── EXTRACT TO READ

One major problem with the way we lived our Christianity in history is that instead of taking up again the cause of Christ, many of us have so made Jesus an icon that we have almost forgotten his cause. Of course, to make him an icon is reasonable enough. He was no ordinary man; he was really God, and early in the history of the Church, there were already the rudimentary beginnings of the tradition of worshipping him. “Therefore God exalted him in the highest place and gave him the name that is above every name, that at the name of Jesus every knee should bow, in heaven and on earth and under the earth, and every tongue shall confess that Jesus Christ is Lord to the glory of God the Father” (Phil 2:9-11). But whether this should be the dominant feature of the life of Christianity, this could be a subject of debate. There should be celebration of Christian life, that can be easily conceded, but first and foremost, there ought to be a Christian life worth celebrating about, and that life could only be patterned after the life of Christ that is dominated by a ministry to the underprivileged.
The poor are the losers in human history. They are cursed, dominated, taken advantaged of, fooled, degraded, not counted, oppressed, used, subjugated, pawned, forgotten, disenfranchised. In a human society where they are a majority, one wonders whether God can be happy about their lot. In the Old Testament, God takes the cause of the poor: “I have witnessed the affliction of my people… therefore I have come down to rescue them” (Exod 3:7-8). In a Christian community, greater honor is to be given to those from the underside of history. As Paul, in the 2nd Reading, puts it, “God has so constructed the body as to give greater honor to the lowly members, that there be no dissention in the body, but all the members may be concerned for one another” (1 Cor 12:24-25).
Clearly, if it is to continue the cause of Christ, the Church has no alternative but to take up the cause of the poor. She should be a Church of the poor, as John XXIII has already noted, a poor Church. As a Christian community, it is incumbent upon us to make an option for the poor in a situation in which the bulk of humanity is poor. As John Paul II said in Centesimus Annus, the Church “has become more aware of the fact that too many people live not in the prosperity of the Western world but in the poverty of the developing countries amid conditions which are still ‘a yoke little better than that of slavery itself”, he has felt and continues to feel obliged to denounce this fact with absolute clarity and frankness” (n 61). We do not only talk, we walk our talk. Jesus’ life was a witness to his cause: he was poor, he had nothing to lay his head on, he died poor, and in solidarity with the oppressed. The lifestyle of both clergy and laity ought to be a witness to poverty.
Homily on the Feast of Santo Niño Year C (Luke 2:41-52)
January 17, 2010
By Msgr. Lope C. Robredillo, SThD
IN recent years, there has been a proliferation of various images of the Holy Child: in some, he is dressed like a soldier or a doctor, in others, a fisherman or a pilot. I am not sure why the Infant Jesus was made to take these countenances, but the real image remains that of a child who wears the garb of a king, with crown on his head, scepter on one hand, and the universe on the other. The reason partly comes from the First Reading (Isa 9:1-7), which is the most famous messianic prophecy. God will liberate his people from oppression, through the agency of a child, who is a prince of peace. If the image has any meaning at all, it is meant to convey that this child, helpless and innocent though he is, is the king of peace, who is so powerful that he holds the world in his hand, and the liberator of the human race.

────
── PROVIDED RECORDS

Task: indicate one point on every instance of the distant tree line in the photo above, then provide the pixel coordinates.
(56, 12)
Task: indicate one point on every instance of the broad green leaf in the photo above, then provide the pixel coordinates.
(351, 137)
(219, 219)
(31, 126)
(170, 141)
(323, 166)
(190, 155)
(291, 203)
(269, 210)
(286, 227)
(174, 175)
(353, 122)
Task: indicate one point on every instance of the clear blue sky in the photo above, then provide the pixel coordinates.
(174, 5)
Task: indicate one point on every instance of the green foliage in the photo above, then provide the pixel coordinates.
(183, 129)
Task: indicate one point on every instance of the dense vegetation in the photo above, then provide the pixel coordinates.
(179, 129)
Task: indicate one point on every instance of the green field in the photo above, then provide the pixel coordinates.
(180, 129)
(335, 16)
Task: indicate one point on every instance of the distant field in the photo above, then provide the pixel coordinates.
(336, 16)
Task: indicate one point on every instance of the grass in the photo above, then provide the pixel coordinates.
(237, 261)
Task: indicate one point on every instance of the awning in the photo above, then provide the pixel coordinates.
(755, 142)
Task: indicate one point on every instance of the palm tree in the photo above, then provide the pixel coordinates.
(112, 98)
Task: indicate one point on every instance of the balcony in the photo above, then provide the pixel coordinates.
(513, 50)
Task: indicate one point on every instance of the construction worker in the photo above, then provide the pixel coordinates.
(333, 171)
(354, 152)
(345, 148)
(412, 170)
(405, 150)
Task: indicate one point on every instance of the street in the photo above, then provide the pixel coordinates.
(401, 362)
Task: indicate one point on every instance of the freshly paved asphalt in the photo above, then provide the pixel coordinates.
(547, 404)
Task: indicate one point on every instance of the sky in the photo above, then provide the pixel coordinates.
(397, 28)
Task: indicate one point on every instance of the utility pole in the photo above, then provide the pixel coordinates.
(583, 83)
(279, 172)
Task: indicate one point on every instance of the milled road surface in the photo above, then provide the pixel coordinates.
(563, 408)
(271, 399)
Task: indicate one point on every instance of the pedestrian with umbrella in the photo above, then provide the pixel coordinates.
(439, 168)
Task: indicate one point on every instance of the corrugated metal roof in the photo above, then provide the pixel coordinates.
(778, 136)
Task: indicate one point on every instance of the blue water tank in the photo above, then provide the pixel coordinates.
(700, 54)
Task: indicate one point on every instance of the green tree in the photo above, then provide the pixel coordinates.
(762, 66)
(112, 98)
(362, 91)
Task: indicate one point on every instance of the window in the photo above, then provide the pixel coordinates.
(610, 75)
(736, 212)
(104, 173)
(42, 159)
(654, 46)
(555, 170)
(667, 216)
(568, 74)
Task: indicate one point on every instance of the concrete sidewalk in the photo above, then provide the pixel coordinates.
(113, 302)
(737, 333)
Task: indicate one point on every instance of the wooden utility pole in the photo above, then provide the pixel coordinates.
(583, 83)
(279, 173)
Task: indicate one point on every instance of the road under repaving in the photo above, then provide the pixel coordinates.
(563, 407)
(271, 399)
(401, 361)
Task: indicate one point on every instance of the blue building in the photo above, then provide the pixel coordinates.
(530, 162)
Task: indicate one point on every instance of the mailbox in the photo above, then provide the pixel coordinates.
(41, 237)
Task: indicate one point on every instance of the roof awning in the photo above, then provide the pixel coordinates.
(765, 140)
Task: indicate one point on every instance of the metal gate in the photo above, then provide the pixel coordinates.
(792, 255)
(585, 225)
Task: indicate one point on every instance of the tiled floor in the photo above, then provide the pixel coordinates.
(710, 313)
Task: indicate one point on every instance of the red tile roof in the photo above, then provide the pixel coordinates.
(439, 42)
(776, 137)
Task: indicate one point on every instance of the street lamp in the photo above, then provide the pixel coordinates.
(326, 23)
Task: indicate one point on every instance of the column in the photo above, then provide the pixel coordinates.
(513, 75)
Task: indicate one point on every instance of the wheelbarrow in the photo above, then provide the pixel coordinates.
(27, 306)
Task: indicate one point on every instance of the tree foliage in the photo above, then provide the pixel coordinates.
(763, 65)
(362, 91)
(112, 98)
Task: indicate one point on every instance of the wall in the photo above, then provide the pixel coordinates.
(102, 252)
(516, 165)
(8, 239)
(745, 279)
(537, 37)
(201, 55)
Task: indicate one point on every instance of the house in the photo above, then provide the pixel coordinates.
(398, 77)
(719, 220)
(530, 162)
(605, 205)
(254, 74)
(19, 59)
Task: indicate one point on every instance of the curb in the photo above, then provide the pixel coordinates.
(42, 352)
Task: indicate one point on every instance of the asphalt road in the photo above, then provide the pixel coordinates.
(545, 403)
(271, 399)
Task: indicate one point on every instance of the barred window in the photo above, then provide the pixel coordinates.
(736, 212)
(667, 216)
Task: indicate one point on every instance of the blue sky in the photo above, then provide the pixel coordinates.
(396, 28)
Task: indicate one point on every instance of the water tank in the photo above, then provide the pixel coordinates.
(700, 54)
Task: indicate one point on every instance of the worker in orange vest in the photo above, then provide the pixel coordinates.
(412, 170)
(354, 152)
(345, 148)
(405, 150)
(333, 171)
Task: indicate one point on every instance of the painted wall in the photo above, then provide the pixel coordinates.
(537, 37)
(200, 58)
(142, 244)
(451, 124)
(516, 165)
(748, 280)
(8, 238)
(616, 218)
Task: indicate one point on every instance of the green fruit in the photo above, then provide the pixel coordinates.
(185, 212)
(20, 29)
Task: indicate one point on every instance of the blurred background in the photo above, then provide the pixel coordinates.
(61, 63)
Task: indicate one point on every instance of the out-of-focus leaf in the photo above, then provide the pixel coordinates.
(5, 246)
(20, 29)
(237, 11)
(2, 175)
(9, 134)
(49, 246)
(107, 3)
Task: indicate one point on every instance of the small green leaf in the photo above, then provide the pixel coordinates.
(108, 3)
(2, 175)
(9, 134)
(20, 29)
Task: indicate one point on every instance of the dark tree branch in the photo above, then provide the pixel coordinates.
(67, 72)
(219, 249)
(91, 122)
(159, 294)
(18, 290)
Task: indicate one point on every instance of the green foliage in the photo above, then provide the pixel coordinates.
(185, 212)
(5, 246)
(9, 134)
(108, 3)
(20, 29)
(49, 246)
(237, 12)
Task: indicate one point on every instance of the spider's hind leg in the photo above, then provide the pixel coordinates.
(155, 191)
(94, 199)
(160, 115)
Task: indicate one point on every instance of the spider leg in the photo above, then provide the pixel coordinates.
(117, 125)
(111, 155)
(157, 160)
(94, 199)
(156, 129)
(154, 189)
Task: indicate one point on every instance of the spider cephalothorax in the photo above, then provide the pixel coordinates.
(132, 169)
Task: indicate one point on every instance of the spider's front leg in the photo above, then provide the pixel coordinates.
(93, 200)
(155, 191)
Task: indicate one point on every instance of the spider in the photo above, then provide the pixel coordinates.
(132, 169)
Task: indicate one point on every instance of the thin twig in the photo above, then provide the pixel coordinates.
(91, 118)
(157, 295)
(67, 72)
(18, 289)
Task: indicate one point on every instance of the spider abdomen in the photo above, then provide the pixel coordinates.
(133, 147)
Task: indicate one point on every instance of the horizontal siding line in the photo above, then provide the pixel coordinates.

────

§ YOUR TASKS
1. Reproduce the part of the homily excerpt starting at "January 17, 2010" and ending at "the human race.".
2. Using the homily excerpt, answer yes or no for each statement and quote the words that decide it. (a) The poor make up a majority in human society. (b) The real image of the Holy Child shows him dressed as a fisherman. (c) John XXIII is cited as having called for a poor Church.

§ OUTPUTS
1.
January 17, 2010
By Msgr. Lope C. Robredillo, SThD
IN recent years, there has been a proliferation of various images of the Holy Child: in some, he is dressed like a soldier or a doctor, in others, a fisherman or a pilot. I am not sure why the Infant Jesus was made to take these countenances, but the real image remains that of a child who wears the garb of a king, with crown on his head, scepter on one hand, and the universe on the other. The reason partly comes from the First Reading (Isa 9:1-7), which is the most famous messianic prophecy. God will liberate his people from oppression, through the agency of a child, who is a prince of peace. If the image has any meaning at all, it is meant to convey that this child, helpless and innocent though he is, is the king of peace, who is so powerful that he holds the world in his hand, and the liberator of the human race.

2.
(a) Yes: "In a human society where they are a majority"
(b) No: "the real image remains that of a child who wears the garb of a king, with crown on his head, scepter on one hand, and the universe on the other"
(c) Yes: "She should be a Church of the poor, as John XXIII has already noted, a poor Church."